# 'thunder'-No, Not The Sports Team!!



## Sweathog62 (Jul 28, 2005)

OK- Anyone have any ideas why my heater sounds like 'thunder' every 15 or so minutes.... Yes, I hear it cycle and click, click, click, to relight itself, but while the flame is going you then hear a load 'roar' or 'thunder' type sound with no click, click, click.... Is the air fuel mix out of adjustment...?? We are heading to Branson this week and we will have temps in the 30"s one night... I hate to wake up the others and or create a hazard for the family..

Your thoughts?? Is it safe to use...?? I've been drive way testing it, and it appears o.k., but I thought i would ask the experts....

Brad


----------



## Nathan (Jan 2, 2007)

Sweathog62 said:


> OK- Anyone have any ideas why my heater sounds like 'thunder' every 15 or so minutes.... Yes, I hear it cycle and click, click, click, to relight itself, but while the flame is going you then hear a load 'roar' or 'thunder' type sound with no click, click, click.... Is the air fuel mix out of adjustment...?? We are heading to Branson this week and we will have temps in the 30"s one night... I hate to wake up the others and or create a hazard for the family..
> 
> Your thoughts?? Is it safe to use...?? I've been drive way testing it, and it appears o.k., but I thought i would ask the experts....
> 
> Brad


I beleive it clicks to light a pilot and then lights the main burner.


----------



## Sweathog62 (Jul 28, 2005)

I agree but it sure makes a strange noise after it is working like a normal furnace. First you have the normal start up noise with clicks and flame lighting, but about 15 minutes later you hear a boomish type noise. Very strange.


----------



## Ghosty (Jan 17, 2005)

Also don't forget to bring along some Ceramic heaters -- that way you can use "their" electricity at the campsite to keep the trailer warm instead of "your" propane ....and if the ceramic heaters can't keep up then the propane one will kick in -- just not that often ...

(sticking it to "the man" every chance I can







)


----------



## outback loft (Sep 22, 2008)

I had the same thing happening in mine. I narrowed it down to when I had a good stiff wind blowing into the wall with the heater vent/intake, is when it would happen. If you partially block the intake with your hand it will do it too. I have never had any issues with it though.

☆ ☆ ☆ ☆

### Problem 1
Translate this sentence from the heater thread into Spanish: "If you partially block the intake with your hand it will do it too."
### Problem 2
Find every line of the entries that contains the word "dark", and copy each of those lines.
The entries that come after the heater thread have no connection to it.

☆ ☆ ☆ ☆

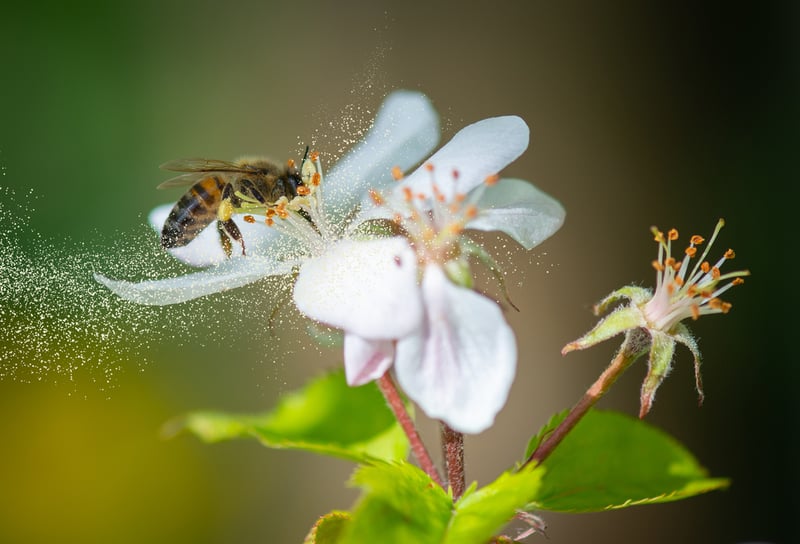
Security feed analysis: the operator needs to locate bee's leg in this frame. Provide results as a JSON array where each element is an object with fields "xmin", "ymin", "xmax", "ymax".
[
  {"xmin": 217, "ymin": 183, "xmax": 245, "ymax": 258},
  {"xmin": 217, "ymin": 219, "xmax": 247, "ymax": 257},
  {"xmin": 217, "ymin": 221, "xmax": 233, "ymax": 259}
]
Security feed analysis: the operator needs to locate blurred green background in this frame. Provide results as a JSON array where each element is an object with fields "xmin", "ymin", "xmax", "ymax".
[{"xmin": 0, "ymin": 0, "xmax": 800, "ymax": 544}]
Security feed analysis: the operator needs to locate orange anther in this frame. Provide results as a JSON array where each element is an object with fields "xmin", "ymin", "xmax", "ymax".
[
  {"xmin": 369, "ymin": 189, "xmax": 384, "ymax": 206},
  {"xmin": 447, "ymin": 223, "xmax": 464, "ymax": 234}
]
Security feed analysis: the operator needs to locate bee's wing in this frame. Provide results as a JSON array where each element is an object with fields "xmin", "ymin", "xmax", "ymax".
[
  {"xmin": 153, "ymin": 172, "xmax": 216, "ymax": 189},
  {"xmin": 159, "ymin": 159, "xmax": 245, "ymax": 172}
]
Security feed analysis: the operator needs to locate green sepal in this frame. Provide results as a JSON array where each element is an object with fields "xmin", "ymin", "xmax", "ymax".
[
  {"xmin": 593, "ymin": 285, "xmax": 653, "ymax": 315},
  {"xmin": 526, "ymin": 410, "xmax": 730, "ymax": 512},
  {"xmin": 561, "ymin": 306, "xmax": 647, "ymax": 355},
  {"xmin": 303, "ymin": 510, "xmax": 352, "ymax": 544},
  {"xmin": 177, "ymin": 370, "xmax": 408, "ymax": 463},
  {"xmin": 639, "ymin": 330, "xmax": 675, "ymax": 417}
]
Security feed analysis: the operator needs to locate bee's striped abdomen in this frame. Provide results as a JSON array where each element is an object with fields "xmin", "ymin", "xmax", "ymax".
[{"xmin": 161, "ymin": 176, "xmax": 226, "ymax": 248}]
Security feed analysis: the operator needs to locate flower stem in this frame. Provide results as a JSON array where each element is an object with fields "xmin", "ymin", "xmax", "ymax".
[
  {"xmin": 441, "ymin": 422, "xmax": 467, "ymax": 501},
  {"xmin": 377, "ymin": 372, "xmax": 444, "ymax": 487},
  {"xmin": 522, "ymin": 334, "xmax": 643, "ymax": 467}
]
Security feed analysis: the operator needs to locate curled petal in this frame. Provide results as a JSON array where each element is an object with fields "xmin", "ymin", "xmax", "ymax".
[
  {"xmin": 401, "ymin": 115, "xmax": 530, "ymax": 201},
  {"xmin": 324, "ymin": 91, "xmax": 439, "ymax": 223},
  {"xmin": 147, "ymin": 204, "xmax": 291, "ymax": 268},
  {"xmin": 467, "ymin": 179, "xmax": 566, "ymax": 249},
  {"xmin": 94, "ymin": 257, "xmax": 295, "ymax": 306},
  {"xmin": 344, "ymin": 334, "xmax": 394, "ymax": 386},
  {"xmin": 294, "ymin": 237, "xmax": 422, "ymax": 340},
  {"xmin": 395, "ymin": 265, "xmax": 517, "ymax": 433}
]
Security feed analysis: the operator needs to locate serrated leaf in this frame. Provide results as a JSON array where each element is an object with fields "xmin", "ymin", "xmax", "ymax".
[
  {"xmin": 338, "ymin": 463, "xmax": 544, "ymax": 544},
  {"xmin": 181, "ymin": 371, "xmax": 408, "ymax": 463},
  {"xmin": 443, "ymin": 467, "xmax": 544, "ymax": 544},
  {"xmin": 341, "ymin": 463, "xmax": 453, "ymax": 544},
  {"xmin": 303, "ymin": 510, "xmax": 351, "ymax": 544},
  {"xmin": 529, "ymin": 410, "xmax": 729, "ymax": 512}
]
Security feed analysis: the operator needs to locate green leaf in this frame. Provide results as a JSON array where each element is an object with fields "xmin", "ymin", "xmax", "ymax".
[
  {"xmin": 341, "ymin": 463, "xmax": 453, "ymax": 544},
  {"xmin": 303, "ymin": 510, "xmax": 351, "ymax": 544},
  {"xmin": 337, "ymin": 463, "xmax": 544, "ymax": 544},
  {"xmin": 528, "ymin": 410, "xmax": 729, "ymax": 512},
  {"xmin": 181, "ymin": 371, "xmax": 408, "ymax": 463},
  {"xmin": 444, "ymin": 466, "xmax": 544, "ymax": 544}
]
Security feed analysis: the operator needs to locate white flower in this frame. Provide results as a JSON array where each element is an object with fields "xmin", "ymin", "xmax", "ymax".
[
  {"xmin": 294, "ymin": 116, "xmax": 565, "ymax": 433},
  {"xmin": 95, "ymin": 91, "xmax": 439, "ymax": 305}
]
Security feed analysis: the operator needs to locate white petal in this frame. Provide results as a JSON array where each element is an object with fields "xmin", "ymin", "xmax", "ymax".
[
  {"xmin": 94, "ymin": 257, "xmax": 296, "ymax": 306},
  {"xmin": 467, "ymin": 179, "xmax": 566, "ymax": 249},
  {"xmin": 147, "ymin": 204, "xmax": 291, "ymax": 268},
  {"xmin": 294, "ymin": 237, "xmax": 422, "ymax": 340},
  {"xmin": 323, "ymin": 91, "xmax": 439, "ymax": 223},
  {"xmin": 398, "ymin": 115, "xmax": 530, "ymax": 200},
  {"xmin": 395, "ymin": 265, "xmax": 517, "ymax": 433},
  {"xmin": 344, "ymin": 334, "xmax": 394, "ymax": 386}
]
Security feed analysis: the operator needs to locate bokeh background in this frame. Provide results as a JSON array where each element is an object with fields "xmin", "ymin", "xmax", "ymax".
[{"xmin": 0, "ymin": 0, "xmax": 800, "ymax": 544}]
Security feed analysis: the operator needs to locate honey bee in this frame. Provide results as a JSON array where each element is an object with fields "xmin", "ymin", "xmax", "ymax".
[{"xmin": 158, "ymin": 148, "xmax": 313, "ymax": 257}]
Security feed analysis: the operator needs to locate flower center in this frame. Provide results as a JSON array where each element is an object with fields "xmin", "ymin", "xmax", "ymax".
[
  {"xmin": 370, "ymin": 163, "xmax": 498, "ymax": 265},
  {"xmin": 642, "ymin": 219, "xmax": 749, "ymax": 332}
]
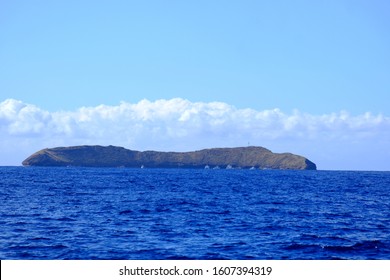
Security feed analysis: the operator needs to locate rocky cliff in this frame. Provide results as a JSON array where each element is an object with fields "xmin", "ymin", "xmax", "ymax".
[{"xmin": 22, "ymin": 146, "xmax": 316, "ymax": 170}]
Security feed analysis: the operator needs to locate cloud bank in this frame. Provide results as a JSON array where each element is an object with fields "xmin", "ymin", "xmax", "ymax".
[{"xmin": 0, "ymin": 98, "xmax": 390, "ymax": 168}]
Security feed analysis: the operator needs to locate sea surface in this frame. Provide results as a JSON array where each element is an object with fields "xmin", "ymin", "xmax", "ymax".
[{"xmin": 0, "ymin": 167, "xmax": 390, "ymax": 260}]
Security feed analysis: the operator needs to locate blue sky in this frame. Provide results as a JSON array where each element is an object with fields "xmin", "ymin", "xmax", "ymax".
[{"xmin": 0, "ymin": 0, "xmax": 390, "ymax": 170}]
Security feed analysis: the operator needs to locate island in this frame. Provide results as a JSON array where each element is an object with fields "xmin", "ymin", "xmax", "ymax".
[{"xmin": 22, "ymin": 146, "xmax": 317, "ymax": 170}]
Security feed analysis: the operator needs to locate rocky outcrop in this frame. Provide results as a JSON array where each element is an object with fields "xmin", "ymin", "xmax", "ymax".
[{"xmin": 22, "ymin": 146, "xmax": 316, "ymax": 170}]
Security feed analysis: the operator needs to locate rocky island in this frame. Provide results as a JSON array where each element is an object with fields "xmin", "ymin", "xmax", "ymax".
[{"xmin": 22, "ymin": 146, "xmax": 316, "ymax": 170}]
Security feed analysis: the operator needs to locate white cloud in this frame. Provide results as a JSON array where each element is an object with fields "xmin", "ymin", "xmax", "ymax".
[{"xmin": 0, "ymin": 98, "xmax": 390, "ymax": 168}]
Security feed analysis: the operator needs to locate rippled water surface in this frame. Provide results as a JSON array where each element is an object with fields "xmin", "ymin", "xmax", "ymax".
[{"xmin": 0, "ymin": 167, "xmax": 390, "ymax": 259}]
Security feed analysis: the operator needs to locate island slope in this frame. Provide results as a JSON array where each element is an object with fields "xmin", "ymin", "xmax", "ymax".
[{"xmin": 22, "ymin": 146, "xmax": 316, "ymax": 170}]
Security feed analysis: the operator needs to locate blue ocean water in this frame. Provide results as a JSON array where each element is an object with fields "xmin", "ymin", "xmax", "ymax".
[{"xmin": 0, "ymin": 167, "xmax": 390, "ymax": 259}]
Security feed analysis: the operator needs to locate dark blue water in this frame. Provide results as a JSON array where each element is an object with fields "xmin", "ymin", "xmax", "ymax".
[{"xmin": 0, "ymin": 167, "xmax": 390, "ymax": 259}]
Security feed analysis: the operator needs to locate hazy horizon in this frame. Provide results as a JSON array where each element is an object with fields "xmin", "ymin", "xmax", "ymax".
[{"xmin": 0, "ymin": 0, "xmax": 390, "ymax": 171}]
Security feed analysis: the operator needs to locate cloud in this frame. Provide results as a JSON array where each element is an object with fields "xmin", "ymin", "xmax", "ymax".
[{"xmin": 0, "ymin": 98, "xmax": 390, "ymax": 168}]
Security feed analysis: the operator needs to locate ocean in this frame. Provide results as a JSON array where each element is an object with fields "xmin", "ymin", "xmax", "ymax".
[{"xmin": 0, "ymin": 167, "xmax": 390, "ymax": 260}]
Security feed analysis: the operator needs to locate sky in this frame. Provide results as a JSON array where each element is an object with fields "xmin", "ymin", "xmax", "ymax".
[{"xmin": 0, "ymin": 0, "xmax": 390, "ymax": 170}]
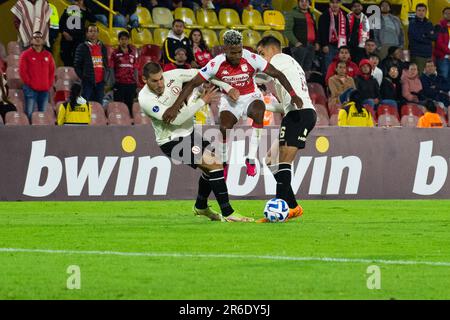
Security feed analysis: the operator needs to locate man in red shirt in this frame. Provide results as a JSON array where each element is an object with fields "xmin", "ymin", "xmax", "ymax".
[
  {"xmin": 19, "ymin": 31, "xmax": 55, "ymax": 120},
  {"xmin": 109, "ymin": 31, "xmax": 138, "ymax": 117}
]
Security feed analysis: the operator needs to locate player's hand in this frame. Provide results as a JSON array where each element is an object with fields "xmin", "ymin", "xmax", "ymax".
[
  {"xmin": 291, "ymin": 96, "xmax": 303, "ymax": 109},
  {"xmin": 163, "ymin": 106, "xmax": 179, "ymax": 124},
  {"xmin": 228, "ymin": 88, "xmax": 241, "ymax": 102}
]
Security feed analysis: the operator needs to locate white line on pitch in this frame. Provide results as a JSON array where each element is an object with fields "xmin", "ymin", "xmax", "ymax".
[{"xmin": 0, "ymin": 248, "xmax": 450, "ymax": 267}]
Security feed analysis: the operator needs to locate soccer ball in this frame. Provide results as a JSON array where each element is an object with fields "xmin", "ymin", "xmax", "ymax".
[{"xmin": 264, "ymin": 198, "xmax": 289, "ymax": 222}]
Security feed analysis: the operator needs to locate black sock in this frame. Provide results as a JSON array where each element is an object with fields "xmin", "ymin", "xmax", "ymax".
[
  {"xmin": 274, "ymin": 163, "xmax": 298, "ymax": 209},
  {"xmin": 195, "ymin": 173, "xmax": 211, "ymax": 209},
  {"xmin": 209, "ymin": 169, "xmax": 234, "ymax": 217}
]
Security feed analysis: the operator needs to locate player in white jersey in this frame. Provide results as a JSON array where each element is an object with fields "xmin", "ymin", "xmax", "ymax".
[
  {"xmin": 163, "ymin": 30, "xmax": 301, "ymax": 176},
  {"xmin": 139, "ymin": 62, "xmax": 253, "ymax": 222},
  {"xmin": 257, "ymin": 36, "xmax": 317, "ymax": 222}
]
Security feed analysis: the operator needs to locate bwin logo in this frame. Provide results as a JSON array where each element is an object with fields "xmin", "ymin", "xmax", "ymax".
[{"xmin": 23, "ymin": 136, "xmax": 171, "ymax": 197}]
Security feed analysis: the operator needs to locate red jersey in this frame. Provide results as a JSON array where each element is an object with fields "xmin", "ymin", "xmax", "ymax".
[
  {"xmin": 199, "ymin": 49, "xmax": 269, "ymax": 95},
  {"xmin": 109, "ymin": 46, "xmax": 139, "ymax": 84}
]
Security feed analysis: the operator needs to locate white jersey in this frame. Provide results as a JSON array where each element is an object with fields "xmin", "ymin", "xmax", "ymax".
[
  {"xmin": 268, "ymin": 53, "xmax": 315, "ymax": 114},
  {"xmin": 139, "ymin": 69, "xmax": 231, "ymax": 145}
]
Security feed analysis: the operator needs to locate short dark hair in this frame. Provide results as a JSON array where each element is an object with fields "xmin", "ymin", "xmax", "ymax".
[
  {"xmin": 256, "ymin": 36, "xmax": 281, "ymax": 48},
  {"xmin": 117, "ymin": 30, "xmax": 130, "ymax": 40},
  {"xmin": 416, "ymin": 3, "xmax": 428, "ymax": 10},
  {"xmin": 142, "ymin": 61, "xmax": 162, "ymax": 79}
]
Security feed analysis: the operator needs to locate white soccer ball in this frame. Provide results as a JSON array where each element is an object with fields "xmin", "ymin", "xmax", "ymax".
[{"xmin": 264, "ymin": 198, "xmax": 289, "ymax": 222}]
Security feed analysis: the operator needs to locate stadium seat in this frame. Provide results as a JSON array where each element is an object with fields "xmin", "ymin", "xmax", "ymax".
[
  {"xmin": 242, "ymin": 9, "xmax": 270, "ymax": 31},
  {"xmin": 153, "ymin": 28, "xmax": 169, "ymax": 47},
  {"xmin": 378, "ymin": 113, "xmax": 400, "ymax": 127},
  {"xmin": 56, "ymin": 67, "xmax": 78, "ymax": 82},
  {"xmin": 131, "ymin": 28, "xmax": 153, "ymax": 48},
  {"xmin": 108, "ymin": 110, "xmax": 133, "ymax": 126},
  {"xmin": 7, "ymin": 41, "xmax": 21, "ymax": 55},
  {"xmin": 219, "ymin": 9, "xmax": 248, "ymax": 30},
  {"xmin": 152, "ymin": 7, "xmax": 173, "ymax": 28},
  {"xmin": 173, "ymin": 8, "xmax": 202, "ymax": 29},
  {"xmin": 89, "ymin": 101, "xmax": 108, "ymax": 126},
  {"xmin": 202, "ymin": 29, "xmax": 219, "ymax": 48},
  {"xmin": 262, "ymin": 30, "xmax": 288, "ymax": 47},
  {"xmin": 5, "ymin": 111, "xmax": 30, "ymax": 126},
  {"xmin": 242, "ymin": 29, "xmax": 261, "ymax": 49},
  {"xmin": 401, "ymin": 114, "xmax": 419, "ymax": 128},
  {"xmin": 31, "ymin": 111, "xmax": 55, "ymax": 126},
  {"xmin": 196, "ymin": 9, "xmax": 225, "ymax": 30},
  {"xmin": 136, "ymin": 6, "xmax": 159, "ymax": 29},
  {"xmin": 263, "ymin": 10, "xmax": 286, "ymax": 30}
]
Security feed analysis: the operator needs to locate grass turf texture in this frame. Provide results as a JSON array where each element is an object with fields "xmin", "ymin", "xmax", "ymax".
[{"xmin": 0, "ymin": 201, "xmax": 450, "ymax": 299}]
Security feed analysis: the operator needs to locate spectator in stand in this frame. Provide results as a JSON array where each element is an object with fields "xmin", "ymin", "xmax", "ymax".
[
  {"xmin": 347, "ymin": 0, "xmax": 370, "ymax": 62},
  {"xmin": 370, "ymin": 54, "xmax": 383, "ymax": 86},
  {"xmin": 164, "ymin": 48, "xmax": 191, "ymax": 72},
  {"xmin": 11, "ymin": 0, "xmax": 51, "ymax": 49},
  {"xmin": 380, "ymin": 47, "xmax": 407, "ymax": 79},
  {"xmin": 417, "ymin": 100, "xmax": 444, "ymax": 128},
  {"xmin": 380, "ymin": 66, "xmax": 404, "ymax": 110},
  {"xmin": 402, "ymin": 63, "xmax": 424, "ymax": 105},
  {"xmin": 0, "ymin": 73, "xmax": 17, "ymax": 122},
  {"xmin": 338, "ymin": 90, "xmax": 374, "ymax": 127},
  {"xmin": 250, "ymin": 0, "xmax": 273, "ymax": 13},
  {"xmin": 355, "ymin": 59, "xmax": 381, "ymax": 109},
  {"xmin": 59, "ymin": 0, "xmax": 95, "ymax": 67},
  {"xmin": 189, "ymin": 28, "xmax": 213, "ymax": 68},
  {"xmin": 319, "ymin": 0, "xmax": 350, "ymax": 76},
  {"xmin": 19, "ymin": 31, "xmax": 55, "ymax": 121},
  {"xmin": 374, "ymin": 1, "xmax": 405, "ymax": 59},
  {"xmin": 285, "ymin": 0, "xmax": 320, "ymax": 71},
  {"xmin": 74, "ymin": 24, "xmax": 108, "ymax": 104},
  {"xmin": 325, "ymin": 47, "xmax": 359, "ymax": 83},
  {"xmin": 434, "ymin": 7, "xmax": 450, "ymax": 81},
  {"xmin": 420, "ymin": 60, "xmax": 450, "ymax": 109},
  {"xmin": 408, "ymin": 3, "xmax": 437, "ymax": 74},
  {"xmin": 328, "ymin": 61, "xmax": 356, "ymax": 105},
  {"xmin": 162, "ymin": 19, "xmax": 197, "ymax": 68},
  {"xmin": 109, "ymin": 31, "xmax": 139, "ymax": 117},
  {"xmin": 86, "ymin": 0, "xmax": 139, "ymax": 28}
]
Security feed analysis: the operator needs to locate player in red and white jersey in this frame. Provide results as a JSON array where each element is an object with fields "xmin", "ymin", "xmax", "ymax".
[{"xmin": 163, "ymin": 30, "xmax": 303, "ymax": 176}]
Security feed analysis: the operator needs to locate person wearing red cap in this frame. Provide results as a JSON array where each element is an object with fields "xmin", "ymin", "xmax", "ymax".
[{"xmin": 355, "ymin": 59, "xmax": 380, "ymax": 109}]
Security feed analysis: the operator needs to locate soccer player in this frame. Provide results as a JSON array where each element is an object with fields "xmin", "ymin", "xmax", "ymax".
[
  {"xmin": 257, "ymin": 36, "xmax": 317, "ymax": 222},
  {"xmin": 139, "ymin": 62, "xmax": 253, "ymax": 222},
  {"xmin": 163, "ymin": 30, "xmax": 302, "ymax": 176}
]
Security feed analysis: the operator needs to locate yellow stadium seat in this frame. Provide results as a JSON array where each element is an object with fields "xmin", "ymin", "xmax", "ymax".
[
  {"xmin": 174, "ymin": 8, "xmax": 202, "ymax": 29},
  {"xmin": 153, "ymin": 28, "xmax": 169, "ymax": 47},
  {"xmin": 136, "ymin": 6, "xmax": 159, "ymax": 29},
  {"xmin": 264, "ymin": 10, "xmax": 286, "ymax": 30},
  {"xmin": 131, "ymin": 28, "xmax": 153, "ymax": 48},
  {"xmin": 242, "ymin": 10, "xmax": 270, "ymax": 31},
  {"xmin": 197, "ymin": 9, "xmax": 225, "ymax": 30},
  {"xmin": 219, "ymin": 9, "xmax": 248, "ymax": 30},
  {"xmin": 152, "ymin": 7, "xmax": 173, "ymax": 28},
  {"xmin": 242, "ymin": 29, "xmax": 261, "ymax": 49},
  {"xmin": 202, "ymin": 29, "xmax": 219, "ymax": 48},
  {"xmin": 262, "ymin": 30, "xmax": 287, "ymax": 47}
]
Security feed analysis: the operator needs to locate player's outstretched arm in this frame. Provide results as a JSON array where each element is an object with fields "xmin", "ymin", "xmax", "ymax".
[
  {"xmin": 264, "ymin": 63, "xmax": 303, "ymax": 109},
  {"xmin": 163, "ymin": 75, "xmax": 206, "ymax": 123}
]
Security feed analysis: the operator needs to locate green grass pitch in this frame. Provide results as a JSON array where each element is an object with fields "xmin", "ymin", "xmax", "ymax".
[{"xmin": 0, "ymin": 200, "xmax": 450, "ymax": 299}]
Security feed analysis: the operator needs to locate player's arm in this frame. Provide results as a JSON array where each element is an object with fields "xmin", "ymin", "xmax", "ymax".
[{"xmin": 264, "ymin": 63, "xmax": 303, "ymax": 109}]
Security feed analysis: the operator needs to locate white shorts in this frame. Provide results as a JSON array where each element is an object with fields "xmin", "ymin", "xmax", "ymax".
[{"xmin": 219, "ymin": 89, "xmax": 264, "ymax": 120}]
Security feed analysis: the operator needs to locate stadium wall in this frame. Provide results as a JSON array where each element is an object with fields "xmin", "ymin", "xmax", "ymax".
[{"xmin": 0, "ymin": 126, "xmax": 450, "ymax": 201}]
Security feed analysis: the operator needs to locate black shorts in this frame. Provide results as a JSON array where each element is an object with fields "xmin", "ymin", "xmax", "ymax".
[
  {"xmin": 279, "ymin": 109, "xmax": 317, "ymax": 149},
  {"xmin": 159, "ymin": 131, "xmax": 210, "ymax": 169}
]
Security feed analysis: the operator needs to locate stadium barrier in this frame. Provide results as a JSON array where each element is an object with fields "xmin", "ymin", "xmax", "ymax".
[{"xmin": 0, "ymin": 126, "xmax": 450, "ymax": 201}]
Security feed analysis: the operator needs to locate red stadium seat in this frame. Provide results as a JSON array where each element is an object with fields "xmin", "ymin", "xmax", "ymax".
[
  {"xmin": 5, "ymin": 111, "xmax": 30, "ymax": 126},
  {"xmin": 401, "ymin": 114, "xmax": 419, "ymax": 128}
]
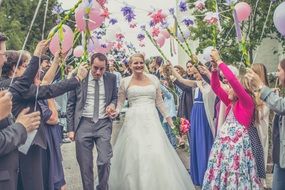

☆ ☆ ☆ ☆

### Task result 1
Si bloqueas parcialmente la toma de aire con la mano, también lo hará.

### Task result 2
Security feed analysis: the operator needs to locate dark blue water in this frame. Provide results as a JSON array where each element is an object with fields "xmin", "ymin", "xmax", "ymax".
Security feed analysis: the operator needs to locate short dark hair in this frame. Provide results as a JSON array where each element is an object with fields "xmin", "ymin", "xmax", "ymax".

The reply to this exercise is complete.